■ TEXT PROVIDED
•••••

Last Updated on January 6, 2023 by The Health Master
Mumbai: Scientists from Mumbai’s Tata Institute of Fundamental Research (TIFR), the Agharkar Research Institute (ARI) in Pune, and IIT Hyderabad have discovered an alternative drug molecule indicating high antitumor potential on cancer cells with exceptional ability to reduce unwanted growth of blood vessels (antiangiogenic effect), said one of the scientific team members.
This advancement is significant given the limited applicability of platinum drugs, which are currently the main treatment option for many types of cancer due to patient resistance.
The study was jointly conducted by a team comprising TIFR’s Malay Patra, Manikandan M., Sushanta Chhatar, Shubhankar Gadre, ARI’s Chinmay Patra and Gourav Chakraborty, and IIT-Hyderabad’s Naushad Ahmed.
Malay Patra said that the new therapeutic agent, ‘Ruthenium-Ferrocene Bimetallic’, has the potential to curb primary tumour growth through antiproliferation (use for inhibiting cell growth) and check metastasis (growth) through antiangiogenesis, or “killing two birds with one stone.”
Patra, who is the Principal Investigator, Medicinal Chemistry and Cell Biology Laboratory at the TIFR’s Department of Chemical Sciences, said that the new agent restricts new blood vessel development and can help treat cancer cases that prove resistant to platinum drugs used to treat the disease.
So far, he said, extensive biological investigations have been undertaken in cellular models and on zebrafish, and the team is now planning to experiment with the anti-cancer properties and toxicity of the new agent in mammals like mice.
The team’s research has been published in the ACS journal, showing the potential therapeutic implications of the therapeutic agents to manage platinum-resistant cancers, Patra said.

•••••

■ SUPPLIED RECORDS
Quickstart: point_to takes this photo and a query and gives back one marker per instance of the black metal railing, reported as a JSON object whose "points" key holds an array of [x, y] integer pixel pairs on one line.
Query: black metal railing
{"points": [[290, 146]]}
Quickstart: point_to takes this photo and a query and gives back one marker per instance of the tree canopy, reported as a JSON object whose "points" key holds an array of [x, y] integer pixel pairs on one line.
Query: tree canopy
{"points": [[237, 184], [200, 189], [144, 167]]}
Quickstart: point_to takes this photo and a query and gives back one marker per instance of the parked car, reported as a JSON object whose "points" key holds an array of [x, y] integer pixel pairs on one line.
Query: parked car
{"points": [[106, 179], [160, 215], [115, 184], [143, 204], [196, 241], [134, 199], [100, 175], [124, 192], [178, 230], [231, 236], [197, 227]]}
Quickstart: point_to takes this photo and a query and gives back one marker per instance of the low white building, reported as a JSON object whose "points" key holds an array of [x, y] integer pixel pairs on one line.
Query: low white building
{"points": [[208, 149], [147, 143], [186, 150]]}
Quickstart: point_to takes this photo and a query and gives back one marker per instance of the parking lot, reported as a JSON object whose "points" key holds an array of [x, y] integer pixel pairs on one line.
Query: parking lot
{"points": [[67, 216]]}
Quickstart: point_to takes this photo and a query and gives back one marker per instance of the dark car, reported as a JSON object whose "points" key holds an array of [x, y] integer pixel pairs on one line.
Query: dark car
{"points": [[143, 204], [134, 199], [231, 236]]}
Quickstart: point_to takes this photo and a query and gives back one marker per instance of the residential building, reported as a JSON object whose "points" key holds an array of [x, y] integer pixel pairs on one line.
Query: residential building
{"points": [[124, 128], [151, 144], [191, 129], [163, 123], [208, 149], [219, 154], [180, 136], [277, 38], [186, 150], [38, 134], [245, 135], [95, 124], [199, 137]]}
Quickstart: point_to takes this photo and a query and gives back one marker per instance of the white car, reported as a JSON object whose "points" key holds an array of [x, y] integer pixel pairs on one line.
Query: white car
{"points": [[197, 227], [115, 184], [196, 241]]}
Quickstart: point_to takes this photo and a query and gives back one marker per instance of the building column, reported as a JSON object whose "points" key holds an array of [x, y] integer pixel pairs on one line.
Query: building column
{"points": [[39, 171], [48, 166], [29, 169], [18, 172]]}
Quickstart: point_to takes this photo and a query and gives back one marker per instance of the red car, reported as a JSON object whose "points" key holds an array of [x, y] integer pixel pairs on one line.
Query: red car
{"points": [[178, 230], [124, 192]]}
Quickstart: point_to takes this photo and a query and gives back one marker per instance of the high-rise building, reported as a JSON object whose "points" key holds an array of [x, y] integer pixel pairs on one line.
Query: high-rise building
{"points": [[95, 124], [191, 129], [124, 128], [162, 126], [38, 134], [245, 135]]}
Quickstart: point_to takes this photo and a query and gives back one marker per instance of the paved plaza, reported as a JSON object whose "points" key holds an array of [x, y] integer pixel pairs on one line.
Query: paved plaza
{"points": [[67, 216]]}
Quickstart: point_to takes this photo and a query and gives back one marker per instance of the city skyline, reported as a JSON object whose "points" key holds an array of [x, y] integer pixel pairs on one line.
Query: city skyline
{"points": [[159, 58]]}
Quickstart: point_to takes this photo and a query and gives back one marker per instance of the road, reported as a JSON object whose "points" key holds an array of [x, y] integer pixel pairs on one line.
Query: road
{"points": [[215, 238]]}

•••••

■ USING THE INFORMATION
1. In the article on the new cancer drug molecule, what name is given to the new therapeutic agent?
2. Please list every researcher the cancer drug article names as a member of the study team.
3. Summarize the cancer drug article in two sentences.

■ ANSWER SECTION
1. Ruthenium-Ferrocene Bimetallic.

2. Malay Patra, Manikandan M., Sushanta Chhatar, Shubhankar Gadre, Chinmay Patra, Gourav Chakraborty, Naushad Ahmed

3. Scientists from TIFR, the Agharkar Research Institute and IIT Hyderabad have discovered a drug molecule, 'Ruthenium-Ferrocene Bimetallic', that shows high antitumor potential and restricts new blood vessel growth, which could help treat cancers resistant to platinum drugs. After testing in cellular models and zebrafish, the team plans to study the agent's anti-cancer properties and toxicity in mammals like mice, and its research has been published in the ACS journal.